#### [Work item]
Please copy the material below word for word, keeping every character unchanged.

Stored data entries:
*-*-*

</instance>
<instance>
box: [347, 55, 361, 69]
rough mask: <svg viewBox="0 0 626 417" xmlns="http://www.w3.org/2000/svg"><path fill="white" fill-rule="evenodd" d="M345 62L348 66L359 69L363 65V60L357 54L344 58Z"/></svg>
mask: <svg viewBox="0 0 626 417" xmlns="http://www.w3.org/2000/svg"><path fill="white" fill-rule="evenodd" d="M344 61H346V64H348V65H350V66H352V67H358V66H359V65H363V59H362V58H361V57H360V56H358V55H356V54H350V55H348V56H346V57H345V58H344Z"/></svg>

*-*-*

#### [Written solution]
</instance>
<instance>
box: [347, 55, 361, 69]
rough mask: <svg viewBox="0 0 626 417" xmlns="http://www.w3.org/2000/svg"><path fill="white" fill-rule="evenodd" d="M345 62L348 66L359 69L363 65V60L357 54L344 58Z"/></svg>
mask: <svg viewBox="0 0 626 417" xmlns="http://www.w3.org/2000/svg"><path fill="white" fill-rule="evenodd" d="M344 61H346V64H348V65H350V66H352V67H358V66H359V65H363V59H362V58H361V57H360V56H358V55H356V54H350V55H348V56H346V57H345V58H344Z"/></svg>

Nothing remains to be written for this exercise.